## TRECHO DO TEXTO
--------

NILVA SIGNOR: Acho que nasci com esta possibilidade de ser professora, pois naquela época, a minha professora parava (morava) na minha casa para dar aulas, já que residia perto da escola, minha família a abrigou para que ela pudesse trabalhar. Isso era comum na época, quando a professora era de outra localidade, era acolhida na casa de uma família. Quando cresci, via a professora ir para a escola pertinho da minha casa, às vezes, queria ir para a escola, e comecei a ir junto com a profe, ficava uma hora e depois voltava para casa.

Naquela época, na década de 50, não havia pré-escola, as crianças começavam na 1ª série. Aos 7 anos comecei na 1ª série, gostava muito de estudar, nunca reprovei, sempre acabava as tarefas primeiro e comecei a ajudar a professora com os alunos da 1ª série, continuando até a 5ª série. Como a escola só funcionava até a 5ª série, eu fiquei repetindo a 5ª série até os 16 anos, quando fui contratada como professora, assumindo três turmas, de 1º, 2º e 3º séries, pois sempre gostei muito de trabalhar com crianças.

SITE NEIPIES: Qual é a formação que era exigida na época para ser professora?

NILVA SIGNOR: Naquela época, por volta de 1960, a maioria dos professores não tinha ensino fundamental completo, porque as escolas eram localizadas no interior, longe da cidade, não havia transporte, eram muitas as dificuldades para os professores estudarem e se aperfeiçoarem mais.

No final de cada mês, reuniam os professores no distrito mais próximo, no meu caso o Barreirinho, para chegar lá eram 4km a pé. A reunião iniciava de manhã e se estendida até a tarde, na qual recebíamos orientações dos coordenadores de educação.

--------

## CONJUNTO DE DADOS
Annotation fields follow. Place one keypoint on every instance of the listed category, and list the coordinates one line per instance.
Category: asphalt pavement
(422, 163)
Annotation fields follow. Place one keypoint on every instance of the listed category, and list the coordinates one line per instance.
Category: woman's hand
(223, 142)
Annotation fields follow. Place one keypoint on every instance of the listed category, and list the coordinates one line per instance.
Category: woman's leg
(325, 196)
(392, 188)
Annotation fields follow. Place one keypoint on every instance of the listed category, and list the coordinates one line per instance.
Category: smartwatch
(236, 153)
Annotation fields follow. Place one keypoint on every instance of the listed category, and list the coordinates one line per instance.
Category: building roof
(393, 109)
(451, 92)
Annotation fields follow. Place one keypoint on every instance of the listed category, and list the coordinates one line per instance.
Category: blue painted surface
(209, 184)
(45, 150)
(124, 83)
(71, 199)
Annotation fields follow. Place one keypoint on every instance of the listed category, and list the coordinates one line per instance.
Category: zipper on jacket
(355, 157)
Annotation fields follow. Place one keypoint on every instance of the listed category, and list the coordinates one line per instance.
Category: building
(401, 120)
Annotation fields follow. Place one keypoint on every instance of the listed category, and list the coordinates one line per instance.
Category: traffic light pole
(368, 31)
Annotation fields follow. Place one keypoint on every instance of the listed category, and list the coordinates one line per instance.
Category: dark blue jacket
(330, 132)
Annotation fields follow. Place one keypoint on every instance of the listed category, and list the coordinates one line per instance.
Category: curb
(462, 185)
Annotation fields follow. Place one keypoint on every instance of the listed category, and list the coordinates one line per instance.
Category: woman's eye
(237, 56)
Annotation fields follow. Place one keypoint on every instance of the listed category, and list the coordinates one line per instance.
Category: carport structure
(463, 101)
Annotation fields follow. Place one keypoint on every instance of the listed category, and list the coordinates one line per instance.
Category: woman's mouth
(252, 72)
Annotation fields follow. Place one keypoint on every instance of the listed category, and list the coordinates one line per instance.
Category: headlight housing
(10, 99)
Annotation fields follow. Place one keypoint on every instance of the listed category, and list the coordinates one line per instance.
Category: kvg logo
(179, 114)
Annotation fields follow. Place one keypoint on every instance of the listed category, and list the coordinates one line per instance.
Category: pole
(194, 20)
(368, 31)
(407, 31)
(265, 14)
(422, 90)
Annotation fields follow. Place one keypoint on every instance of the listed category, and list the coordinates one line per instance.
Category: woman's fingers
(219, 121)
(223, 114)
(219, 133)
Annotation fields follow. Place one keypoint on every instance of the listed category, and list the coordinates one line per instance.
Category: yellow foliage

--------

## INSTRUÇÃO A
Responda às perguntas abaixo com base no trecho da entrevista com Nilva Signor.
(i) Onde morava a professora de Nilva Signor quando ela era criança?
(ii) Até que série a escola funcionava?
(iii) Quantos quilômetros a pé eram percorridos para chegar ao Barreirinho?
## INSTRUÇÃO B
Indique se cada afirmação abaixo está de acordo com o trecho da entrevista com Nilva Signor. Responda sim ou não e cite as palavras do texto que decidem a questão.
(i) Na década de 50, as crianças começavam os estudos pela pré-escola.
(ii) Nilva Signor foi contratada como professora aos 16 anos.
(iii) As reuniões dos professores aconteciam no início de cada mês.
## INSTRUÇÃO C
Dê continuidade ao trecho da entrevista sobre a trajetória de Nilva Signor como professora, a partir da última frase apresentada.

## RESPOSTA DO EXERCÍCIO A
(i) Na casa da família de Nilva Signor.
(ii) Até a 5ª série.
(iii) 4 km.

## RESPOSTA DO EXERCÍCIO B
(i) Não: "não havia pré-escola, as crianças começavam na 1ª série".
(ii) Sim: "eu fiquei repetindo a 5ª série até os 16 anos, quando fui contratada como professora".
(iii) Não: "No final de cada mês, reuniam os professores no distrito mais próximo".

## RESPOSTA DO EXERCÍCIO C
Depois de alguns anos eu fiz o supletivo e completei o primeiro grau, na época era chamado assim. Ao completar o 1º grau, fiz o magistério. A minha professora se aposentou e eu assumi todas as séries. Estudava de manhã e lecionava à tarde.

SITE NEIPIES: Quais foram os maiores desafios e dificuldades enfrentados no exercício da profissão com as crianças, os pais e mães e a comunidade? (material, apoio, estrutura física da escola, condição das crianças)

NILVA SIGNOR: Dificuldades sempre tiveram. Porque nossa escola recebia alunos de outra comunidade em que não havia escola, sempre tínhamos alunos sem condições de comprar o material necessário.

Os pais e mãos nem sempre colaboravam, não eram todos, uns por falta de interesse, outros por falta de condições. Na comunidade, famílias que não tinham filhos demonstravam interesse em ajudar.

Material a gente consegui das crianças que tinham condições ou eram realizadas festas na comunidade para conseguir dinheiro para a compra. A escola era pequena, só com uma sala, não havia água encanada próximo à escola, o banheiro era do lado de fora, de madeira, era feito com fossa.

Como professora, tinha que fazer o papel de diretora, professora, merendeira, faxineira, cuidava do jardim e da horta. A água para tomar e preparar a merenda os alunos pegavam no poço na minha casa. Sempre busquei desenvolver nos alunos a educação baseada na ajuda, no trabalho coletivo e na colaboração para que o ambiente fosse o melhor para todos dentro das condições que tínhamos.

Última turma na escola/turma de alunos escola antiga/turma de alunos com antigo uniforme/ Escola de uma sala só/ Fotografias da entrevistada.
Fotos: Divulgação/arquivo pessoal

SITE NEIPIES: Quais foram as maiores realizações como professora?

NILVA SIGNOR: Muitas foram as realizações. Em primeiro lugar, chegar ao final de cada ano escolar e ver aquelas crianças todas aprovadas, as da 1ª série sabendo ler e escrever, eu me sentia muito feliz.

Sempre dei prioridade na preparação das minhas aulas, procurava buscar mais novidades e conhecimentos, apesar do pouco acesso da época.

Os projetos que realizava com os alunos e na culminância percebia o quanto eles tinham aprendido, faziam a demonstração de seus trabalhos, eram momentos em que mostrávamos aos pais e à comunidade aquilo que construíamos na escola. A cada mobilização que fazíamos para melhorar a escola, o entorno, quando chegavam novos livros, renovávamos a horta, o jardim, cada um desses progressos me deixava feliz.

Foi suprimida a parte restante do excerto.